### OBJECTIF
Recopiez à l'identique l'ensemble des lignes ci-dessous, en omettant les images.

[Lignes issues d'une collecte de données]
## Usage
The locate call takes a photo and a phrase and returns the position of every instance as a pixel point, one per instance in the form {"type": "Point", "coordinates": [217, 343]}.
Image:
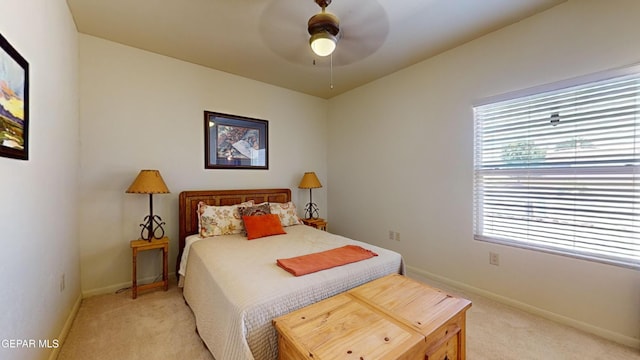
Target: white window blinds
{"type": "Point", "coordinates": [558, 171]}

### RÉSOLUTION DU PROBLÈME
## Usage
The locate call takes a photo and a phrase and returns the position of every instance as a pixel point, one per instance in the form {"type": "Point", "coordinates": [217, 343]}.
Image:
Target: white window blinds
{"type": "Point", "coordinates": [558, 171]}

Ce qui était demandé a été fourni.